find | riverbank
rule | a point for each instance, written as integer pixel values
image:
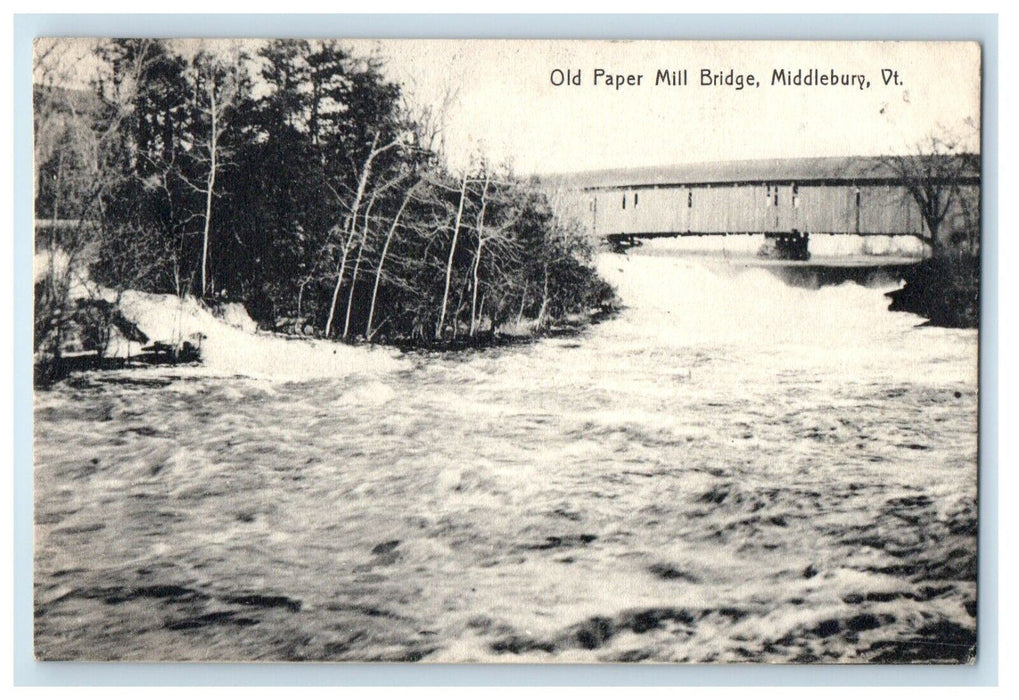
(946, 290)
(732, 469)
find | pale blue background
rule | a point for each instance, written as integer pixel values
(979, 28)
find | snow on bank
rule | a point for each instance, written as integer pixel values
(231, 345)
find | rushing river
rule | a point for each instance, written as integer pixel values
(733, 469)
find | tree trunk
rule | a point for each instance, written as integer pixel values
(544, 300)
(213, 137)
(477, 259)
(357, 266)
(452, 250)
(352, 227)
(385, 250)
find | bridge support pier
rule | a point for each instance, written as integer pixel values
(791, 246)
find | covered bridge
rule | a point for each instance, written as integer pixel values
(855, 196)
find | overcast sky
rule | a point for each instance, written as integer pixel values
(506, 107)
(506, 103)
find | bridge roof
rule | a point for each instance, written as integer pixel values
(830, 170)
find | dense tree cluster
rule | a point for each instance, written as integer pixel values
(296, 179)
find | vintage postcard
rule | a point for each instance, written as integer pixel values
(502, 352)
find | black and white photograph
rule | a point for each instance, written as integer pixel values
(548, 352)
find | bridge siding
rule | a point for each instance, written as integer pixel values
(885, 208)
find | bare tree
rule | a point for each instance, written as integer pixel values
(352, 217)
(935, 175)
(217, 84)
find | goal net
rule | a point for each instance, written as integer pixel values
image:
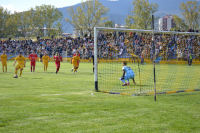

- [JOB]:
Format every line of the rows above as a JSON array of strings, one string per line, skipping blank lines and leaving out the pictures.

- [EXPECTED ANSWER]:
[
  "find | riverbank",
  "rule | a point for each instance, written as integer pixel values",
  "image:",
  "(946, 290)",
  "(732, 469)",
  "find | pale blue background",
  "rule | a point for each instance, written as integer pixel values",
  "(979, 28)",
  "find | snow on bank",
  "rule | a point for each instance, written as integer pixel values",
  "(231, 345)",
  "find | rushing river",
  "rule | a point for each instance, written as integer pixel values",
  "(733, 469)",
  "find | tree trunk",
  "rule | a point for each instance, written as integer pixel values",
  "(544, 300)",
  "(213, 137)",
  "(477, 259)",
  "(357, 266)",
  "(452, 250)",
  "(352, 227)",
  "(385, 250)",
  "find | bridge support pier",
  "rule | a point for each instance, written as integer pixel values",
  "(791, 246)",
  "find | covered bridge",
  "rule | a point for each instance, written as integer pixel values",
  "(855, 196)",
  "find | overcast sky",
  "rule | a point for each instance, written as integer pixel values",
  "(506, 107)",
  "(506, 103)",
  "find | bridge roof",
  "rule | a point for each instance, written as integer pixel values",
  "(830, 170)",
  "find | dense tree cluster",
  "rule | a point for each instance, written as integer pixel values",
  "(296, 179)",
  "find | vintage postcard",
  "rule | a point for each instance, written as integer pixel values",
  "(502, 352)",
  "find | black and white photograph",
  "rule | a point for each instance, written as integer pixel values",
  "(548, 352)",
  "find | bridge siding",
  "rule | a point for each instance, written as integer pixel values",
  "(885, 208)",
  "find | bare tree",
  "rule | a point for each instance, written as integer pixel values",
  "(352, 217)",
  "(935, 175)",
  "(217, 84)",
  "find | goal net",
  "rule | a point for each instance, written as integer pixel values",
  "image:"
]